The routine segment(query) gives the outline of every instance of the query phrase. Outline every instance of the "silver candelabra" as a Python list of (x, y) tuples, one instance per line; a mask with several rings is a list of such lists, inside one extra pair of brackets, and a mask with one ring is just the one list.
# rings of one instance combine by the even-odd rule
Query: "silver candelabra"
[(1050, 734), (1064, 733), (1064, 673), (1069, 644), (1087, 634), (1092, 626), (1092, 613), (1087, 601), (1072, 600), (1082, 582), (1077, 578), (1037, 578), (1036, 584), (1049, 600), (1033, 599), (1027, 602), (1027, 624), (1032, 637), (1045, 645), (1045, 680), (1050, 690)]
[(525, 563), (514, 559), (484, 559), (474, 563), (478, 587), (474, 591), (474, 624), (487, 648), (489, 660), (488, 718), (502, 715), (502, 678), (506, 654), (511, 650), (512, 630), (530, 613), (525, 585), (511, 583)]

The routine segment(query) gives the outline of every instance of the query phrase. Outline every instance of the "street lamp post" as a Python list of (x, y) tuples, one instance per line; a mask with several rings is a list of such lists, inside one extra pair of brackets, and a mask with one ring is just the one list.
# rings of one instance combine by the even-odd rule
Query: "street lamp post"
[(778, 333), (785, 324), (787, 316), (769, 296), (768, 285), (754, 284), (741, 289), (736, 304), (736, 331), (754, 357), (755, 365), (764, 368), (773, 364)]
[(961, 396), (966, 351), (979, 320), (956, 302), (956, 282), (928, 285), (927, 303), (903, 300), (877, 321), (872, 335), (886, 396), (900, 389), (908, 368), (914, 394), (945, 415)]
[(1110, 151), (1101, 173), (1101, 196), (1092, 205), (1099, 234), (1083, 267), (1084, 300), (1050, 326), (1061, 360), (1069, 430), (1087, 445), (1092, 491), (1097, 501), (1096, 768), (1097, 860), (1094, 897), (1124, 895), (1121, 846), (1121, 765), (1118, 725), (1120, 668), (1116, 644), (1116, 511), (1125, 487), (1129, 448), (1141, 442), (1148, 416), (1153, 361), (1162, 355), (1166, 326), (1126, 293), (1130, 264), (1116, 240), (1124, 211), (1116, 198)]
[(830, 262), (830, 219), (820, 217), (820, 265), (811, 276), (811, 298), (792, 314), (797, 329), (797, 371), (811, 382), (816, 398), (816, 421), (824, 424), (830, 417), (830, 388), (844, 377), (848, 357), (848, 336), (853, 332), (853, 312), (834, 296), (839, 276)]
☆ ☆ ☆ ☆ ☆ ☆ ☆
● Work task
Within the records, how many lines include "just"? The answer is the number and nothing else.

● Solved exercise
2